## [DOKUMEN]
Kedua, disebut orang Palembang jika ia tinggal di Kota Palembang. Syarat keaslian inilah yang kemudian banyak menimbulkan persinggungan kecil bila orang Palembang yang berada di luar, misalnya di tanah rantau ketika mendengar pengakuan orang yang sesungguhnya tidak berasal dari Kota Palembang tapi juga mengaku sebagai orang Palembang. Sebuah fakta bahwa orang di luar Kota Palembang namun masih di kawasan Propinsi Sumatera Selatan akan menyebut diri mereka sebagai Wong Palembang. Keleluasaan untuk menyebut diri sebagai orang Palembang semakin disadari karena keaslian itu sendiri mulai dipertanyakan saat ini. Namun seyogyanya jika mereka ikut menambahkan bahwa mereka adalah Wong Palembang Kabupaten, dan hal inipun berdampak pada orang Palembang yang ikut menambahkan keterangan bahwa ia adalah Wong Palembang Kota.

(Peta Sumatera Selatan)

Baris-baris dari sebuah dataset
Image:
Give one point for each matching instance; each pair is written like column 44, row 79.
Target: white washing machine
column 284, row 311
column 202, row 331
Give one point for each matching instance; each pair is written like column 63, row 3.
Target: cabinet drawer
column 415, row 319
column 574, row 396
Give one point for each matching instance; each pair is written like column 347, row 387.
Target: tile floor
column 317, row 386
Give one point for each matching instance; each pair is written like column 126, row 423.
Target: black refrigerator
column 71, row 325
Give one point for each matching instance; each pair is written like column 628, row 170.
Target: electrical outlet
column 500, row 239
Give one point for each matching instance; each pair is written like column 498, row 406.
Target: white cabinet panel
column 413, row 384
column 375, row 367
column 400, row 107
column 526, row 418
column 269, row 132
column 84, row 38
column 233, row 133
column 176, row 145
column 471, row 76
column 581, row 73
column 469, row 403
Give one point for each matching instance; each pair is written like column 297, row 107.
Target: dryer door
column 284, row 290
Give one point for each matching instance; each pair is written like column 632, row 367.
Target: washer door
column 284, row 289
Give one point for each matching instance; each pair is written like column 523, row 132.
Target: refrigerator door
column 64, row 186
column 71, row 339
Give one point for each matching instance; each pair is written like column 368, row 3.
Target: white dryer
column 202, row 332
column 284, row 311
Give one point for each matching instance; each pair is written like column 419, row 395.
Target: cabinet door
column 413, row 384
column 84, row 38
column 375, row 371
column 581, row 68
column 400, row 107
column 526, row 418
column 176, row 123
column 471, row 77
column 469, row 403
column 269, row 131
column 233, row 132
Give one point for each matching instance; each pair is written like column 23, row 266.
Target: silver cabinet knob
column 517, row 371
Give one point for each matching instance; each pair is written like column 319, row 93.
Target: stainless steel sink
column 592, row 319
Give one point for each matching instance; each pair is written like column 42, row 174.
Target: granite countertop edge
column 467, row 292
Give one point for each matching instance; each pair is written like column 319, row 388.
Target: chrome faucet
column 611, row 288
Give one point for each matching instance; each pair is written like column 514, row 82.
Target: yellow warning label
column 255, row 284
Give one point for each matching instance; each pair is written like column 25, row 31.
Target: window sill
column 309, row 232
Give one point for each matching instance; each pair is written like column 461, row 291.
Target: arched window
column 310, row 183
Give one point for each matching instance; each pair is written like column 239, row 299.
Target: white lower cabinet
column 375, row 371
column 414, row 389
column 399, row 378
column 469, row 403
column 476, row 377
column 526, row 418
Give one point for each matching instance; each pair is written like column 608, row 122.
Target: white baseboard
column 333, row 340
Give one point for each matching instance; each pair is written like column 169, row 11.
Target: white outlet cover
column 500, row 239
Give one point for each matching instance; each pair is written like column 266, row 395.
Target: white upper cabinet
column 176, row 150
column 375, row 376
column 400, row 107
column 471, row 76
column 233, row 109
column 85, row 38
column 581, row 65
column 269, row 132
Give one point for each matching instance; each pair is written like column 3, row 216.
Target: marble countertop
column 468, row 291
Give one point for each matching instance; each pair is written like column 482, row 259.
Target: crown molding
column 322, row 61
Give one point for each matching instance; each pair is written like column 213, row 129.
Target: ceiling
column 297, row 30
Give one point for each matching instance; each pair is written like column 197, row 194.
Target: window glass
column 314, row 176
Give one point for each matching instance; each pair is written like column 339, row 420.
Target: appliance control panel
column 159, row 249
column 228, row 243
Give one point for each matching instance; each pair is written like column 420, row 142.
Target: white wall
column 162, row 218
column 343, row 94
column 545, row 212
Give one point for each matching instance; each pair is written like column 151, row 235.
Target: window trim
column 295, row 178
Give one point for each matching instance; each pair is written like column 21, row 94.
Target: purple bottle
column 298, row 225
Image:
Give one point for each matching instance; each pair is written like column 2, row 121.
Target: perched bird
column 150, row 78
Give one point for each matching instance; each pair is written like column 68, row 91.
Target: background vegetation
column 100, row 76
--
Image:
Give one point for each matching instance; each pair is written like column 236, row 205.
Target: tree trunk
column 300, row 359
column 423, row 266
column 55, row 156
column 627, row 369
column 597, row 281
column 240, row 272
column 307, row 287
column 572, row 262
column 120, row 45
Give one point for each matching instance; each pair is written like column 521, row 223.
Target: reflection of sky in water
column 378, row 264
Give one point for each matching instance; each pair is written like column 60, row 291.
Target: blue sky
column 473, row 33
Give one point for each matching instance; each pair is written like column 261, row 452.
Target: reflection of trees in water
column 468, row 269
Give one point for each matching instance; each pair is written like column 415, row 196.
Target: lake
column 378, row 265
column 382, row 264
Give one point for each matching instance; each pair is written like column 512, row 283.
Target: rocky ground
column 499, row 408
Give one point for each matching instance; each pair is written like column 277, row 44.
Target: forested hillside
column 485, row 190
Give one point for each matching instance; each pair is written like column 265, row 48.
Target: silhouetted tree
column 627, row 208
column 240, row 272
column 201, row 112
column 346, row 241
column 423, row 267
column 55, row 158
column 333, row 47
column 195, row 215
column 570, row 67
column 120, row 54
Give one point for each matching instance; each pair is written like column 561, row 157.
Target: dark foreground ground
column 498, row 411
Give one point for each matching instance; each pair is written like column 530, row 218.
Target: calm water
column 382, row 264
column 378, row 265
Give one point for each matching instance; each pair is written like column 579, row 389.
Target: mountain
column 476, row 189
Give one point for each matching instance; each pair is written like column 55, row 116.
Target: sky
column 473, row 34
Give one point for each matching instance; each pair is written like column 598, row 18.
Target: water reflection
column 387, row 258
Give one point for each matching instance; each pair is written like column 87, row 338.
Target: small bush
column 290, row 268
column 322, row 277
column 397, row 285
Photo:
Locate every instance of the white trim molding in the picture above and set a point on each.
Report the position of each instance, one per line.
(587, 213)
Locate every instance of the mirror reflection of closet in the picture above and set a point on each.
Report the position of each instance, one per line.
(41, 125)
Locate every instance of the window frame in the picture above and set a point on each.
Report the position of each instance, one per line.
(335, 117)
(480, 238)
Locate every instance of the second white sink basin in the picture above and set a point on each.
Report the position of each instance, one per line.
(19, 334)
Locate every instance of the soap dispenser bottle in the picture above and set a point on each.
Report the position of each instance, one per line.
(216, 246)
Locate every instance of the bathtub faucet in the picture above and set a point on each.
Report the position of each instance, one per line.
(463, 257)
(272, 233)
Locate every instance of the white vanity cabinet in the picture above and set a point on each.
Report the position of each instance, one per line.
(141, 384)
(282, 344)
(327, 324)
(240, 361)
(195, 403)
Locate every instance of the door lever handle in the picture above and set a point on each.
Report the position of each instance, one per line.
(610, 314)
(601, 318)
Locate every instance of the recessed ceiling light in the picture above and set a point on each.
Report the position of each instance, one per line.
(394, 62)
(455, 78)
--
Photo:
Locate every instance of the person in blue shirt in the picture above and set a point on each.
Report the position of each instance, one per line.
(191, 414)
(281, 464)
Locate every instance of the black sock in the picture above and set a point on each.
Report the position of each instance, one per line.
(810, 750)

## [LATIHAN SOAL]
A. Jawab pertanyaan berikut berdasarkan teks tentang Wong Palembang:
(i) Menurut syarat kedua, orang disebut orang Palembang jika tinggal di mana?
(ii) Orang di luar Kota Palembang yang masih tinggal di kawasan Propinsi Sumatera Selatan menyebut diri mereka apa?
(iii) Keterangan apa yang seyogyanya mereka tambahkan saat menyebut diri?
B. Tulis ulang bagian teks tentang Wong Palembang mulai dari "Kedua, disebut orang" sampai "(Peta Sumatera Selatan)", tanpa mengubah satu kata pun.

## [JAWABAN TIAP TUGAS]
A.
(i) Di Kota Palembang.
(ii) Wong Palembang.
(iii) Bahwa mereka adalah Wong Palembang Kabupaten.

B.
Kedua, disebut orang Palembang jika ia tinggal di Kota Palembang. Syarat keaslian inilah yang kemudian banyak menimbulkan persinggungan kecil bila orang Palembang yang berada di luar, misalnya di tanah rantau ketika mendengar pengakuan orang yang sesungguhnya tidak berasal dari Kota Palembang tapi juga mengaku sebagai orang Palembang. Sebuah fakta bahwa orang di luar Kota Palembang namun masih di kawasan Propinsi Sumatera Selatan akan menyebut diri mereka sebagai Wong Palembang. Keleluasaan untuk menyebut diri sebagai orang Palembang semakin disadari karena keaslian itu sendiri mulai dipertanyakan saat ini. Namun seyogyanya jika mereka ikut menambahkan bahwa mereka adalah Wong Palembang Kabupaten, dan hal inipun berdampak pada orang Palembang yang ikut menambahkan keterangan bahwa ia adalah Wong Palembang Kota.

(Peta Sumatera Selatan)